• _RECORDED DATA_:

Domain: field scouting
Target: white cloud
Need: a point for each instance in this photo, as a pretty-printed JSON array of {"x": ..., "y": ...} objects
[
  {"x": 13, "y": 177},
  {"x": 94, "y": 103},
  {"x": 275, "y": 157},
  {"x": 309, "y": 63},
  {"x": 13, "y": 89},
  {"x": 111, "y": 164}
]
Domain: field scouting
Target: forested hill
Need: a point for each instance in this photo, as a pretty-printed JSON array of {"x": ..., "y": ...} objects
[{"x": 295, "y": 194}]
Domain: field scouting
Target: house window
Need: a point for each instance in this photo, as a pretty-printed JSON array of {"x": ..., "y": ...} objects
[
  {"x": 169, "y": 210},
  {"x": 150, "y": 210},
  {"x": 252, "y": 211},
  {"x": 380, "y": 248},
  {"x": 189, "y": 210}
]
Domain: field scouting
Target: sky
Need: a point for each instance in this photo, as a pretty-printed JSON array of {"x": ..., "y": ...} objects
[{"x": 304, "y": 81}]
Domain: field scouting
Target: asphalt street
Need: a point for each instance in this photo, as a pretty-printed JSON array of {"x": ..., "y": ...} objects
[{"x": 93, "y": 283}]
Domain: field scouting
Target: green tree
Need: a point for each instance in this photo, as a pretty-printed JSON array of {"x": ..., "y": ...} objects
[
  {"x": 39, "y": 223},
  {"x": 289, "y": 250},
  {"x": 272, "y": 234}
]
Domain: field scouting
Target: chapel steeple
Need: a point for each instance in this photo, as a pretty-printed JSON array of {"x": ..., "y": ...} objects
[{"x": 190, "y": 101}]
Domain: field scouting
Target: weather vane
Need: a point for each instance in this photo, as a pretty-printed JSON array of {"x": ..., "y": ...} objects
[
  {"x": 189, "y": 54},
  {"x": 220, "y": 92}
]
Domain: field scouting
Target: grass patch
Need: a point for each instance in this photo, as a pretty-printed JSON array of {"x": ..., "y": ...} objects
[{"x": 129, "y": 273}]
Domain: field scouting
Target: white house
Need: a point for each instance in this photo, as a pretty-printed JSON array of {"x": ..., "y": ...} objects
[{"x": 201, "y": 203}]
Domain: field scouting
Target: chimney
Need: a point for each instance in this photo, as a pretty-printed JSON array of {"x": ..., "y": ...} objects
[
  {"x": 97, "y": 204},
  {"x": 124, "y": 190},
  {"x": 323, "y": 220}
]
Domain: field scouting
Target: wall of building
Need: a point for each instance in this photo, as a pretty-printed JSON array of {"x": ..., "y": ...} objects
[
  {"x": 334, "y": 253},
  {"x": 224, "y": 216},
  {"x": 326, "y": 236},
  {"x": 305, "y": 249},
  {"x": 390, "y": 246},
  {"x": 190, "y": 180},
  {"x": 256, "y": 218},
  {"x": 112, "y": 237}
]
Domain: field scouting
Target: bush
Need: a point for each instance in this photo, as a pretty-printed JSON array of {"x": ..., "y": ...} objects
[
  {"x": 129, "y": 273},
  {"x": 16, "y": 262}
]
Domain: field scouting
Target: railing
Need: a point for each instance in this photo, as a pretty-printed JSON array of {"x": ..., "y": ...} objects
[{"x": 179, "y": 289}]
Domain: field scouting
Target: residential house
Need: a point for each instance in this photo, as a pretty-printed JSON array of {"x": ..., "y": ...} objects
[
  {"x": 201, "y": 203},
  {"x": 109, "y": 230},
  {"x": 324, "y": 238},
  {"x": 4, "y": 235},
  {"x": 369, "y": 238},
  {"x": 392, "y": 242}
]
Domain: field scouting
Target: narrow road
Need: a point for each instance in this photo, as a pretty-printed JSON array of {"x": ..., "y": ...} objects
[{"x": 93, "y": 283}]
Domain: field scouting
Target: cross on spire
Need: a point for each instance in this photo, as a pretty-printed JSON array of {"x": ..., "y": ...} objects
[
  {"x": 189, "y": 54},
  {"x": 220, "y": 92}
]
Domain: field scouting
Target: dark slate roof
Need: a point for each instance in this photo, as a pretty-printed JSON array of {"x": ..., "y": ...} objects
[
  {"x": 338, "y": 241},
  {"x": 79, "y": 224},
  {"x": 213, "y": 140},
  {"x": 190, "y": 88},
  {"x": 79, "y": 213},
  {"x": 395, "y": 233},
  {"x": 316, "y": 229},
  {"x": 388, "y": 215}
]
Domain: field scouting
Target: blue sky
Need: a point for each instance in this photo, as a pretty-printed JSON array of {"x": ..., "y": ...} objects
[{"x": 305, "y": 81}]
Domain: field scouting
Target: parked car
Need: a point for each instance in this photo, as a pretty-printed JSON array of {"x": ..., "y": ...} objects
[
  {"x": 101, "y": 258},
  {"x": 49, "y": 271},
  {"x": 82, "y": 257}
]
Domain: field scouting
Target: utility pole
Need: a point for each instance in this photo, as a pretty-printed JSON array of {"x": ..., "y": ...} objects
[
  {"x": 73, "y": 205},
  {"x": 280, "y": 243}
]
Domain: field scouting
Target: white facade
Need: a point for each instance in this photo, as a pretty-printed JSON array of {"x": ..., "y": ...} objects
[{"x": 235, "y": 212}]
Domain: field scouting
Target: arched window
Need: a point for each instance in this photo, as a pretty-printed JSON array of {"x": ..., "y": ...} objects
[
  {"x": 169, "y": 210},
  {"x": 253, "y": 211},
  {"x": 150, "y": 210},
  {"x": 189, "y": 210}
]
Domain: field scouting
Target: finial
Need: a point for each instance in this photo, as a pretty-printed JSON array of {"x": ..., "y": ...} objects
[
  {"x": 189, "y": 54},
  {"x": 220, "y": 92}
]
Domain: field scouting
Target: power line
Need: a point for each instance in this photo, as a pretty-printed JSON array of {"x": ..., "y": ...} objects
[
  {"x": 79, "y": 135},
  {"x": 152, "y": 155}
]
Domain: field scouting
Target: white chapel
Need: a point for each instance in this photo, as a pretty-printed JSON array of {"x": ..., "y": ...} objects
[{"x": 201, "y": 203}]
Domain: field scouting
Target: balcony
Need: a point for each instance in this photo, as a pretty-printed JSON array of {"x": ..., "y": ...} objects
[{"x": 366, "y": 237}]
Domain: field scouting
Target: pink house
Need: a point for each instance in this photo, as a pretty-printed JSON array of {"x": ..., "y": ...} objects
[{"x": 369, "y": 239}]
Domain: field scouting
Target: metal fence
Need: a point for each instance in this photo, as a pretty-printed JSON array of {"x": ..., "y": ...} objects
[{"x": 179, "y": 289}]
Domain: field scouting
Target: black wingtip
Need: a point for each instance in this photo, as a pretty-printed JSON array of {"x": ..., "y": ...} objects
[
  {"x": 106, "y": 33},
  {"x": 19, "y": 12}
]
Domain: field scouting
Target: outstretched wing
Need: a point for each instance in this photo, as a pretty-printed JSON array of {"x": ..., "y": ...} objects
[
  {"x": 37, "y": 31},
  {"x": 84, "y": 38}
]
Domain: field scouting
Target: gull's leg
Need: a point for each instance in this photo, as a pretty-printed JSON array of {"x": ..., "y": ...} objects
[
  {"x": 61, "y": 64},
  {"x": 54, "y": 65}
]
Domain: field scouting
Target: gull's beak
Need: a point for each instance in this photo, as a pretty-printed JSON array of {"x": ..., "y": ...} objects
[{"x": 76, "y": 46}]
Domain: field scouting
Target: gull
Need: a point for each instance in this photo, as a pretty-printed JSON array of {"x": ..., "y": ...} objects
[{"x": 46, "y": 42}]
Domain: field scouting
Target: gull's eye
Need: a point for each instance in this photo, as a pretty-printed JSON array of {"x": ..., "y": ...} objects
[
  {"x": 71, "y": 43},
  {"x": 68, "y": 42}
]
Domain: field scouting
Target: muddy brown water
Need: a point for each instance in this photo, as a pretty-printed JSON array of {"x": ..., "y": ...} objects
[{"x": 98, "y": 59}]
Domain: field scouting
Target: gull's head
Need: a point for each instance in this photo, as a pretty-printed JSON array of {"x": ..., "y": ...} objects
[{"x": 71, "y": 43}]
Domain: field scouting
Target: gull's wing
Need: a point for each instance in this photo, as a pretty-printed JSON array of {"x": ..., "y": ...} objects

• _DESCRIPTION OF THE TASK_: A count is all that should be returned: the number of lines in these records containing the string "house".

• _FINAL ANSWER_: 4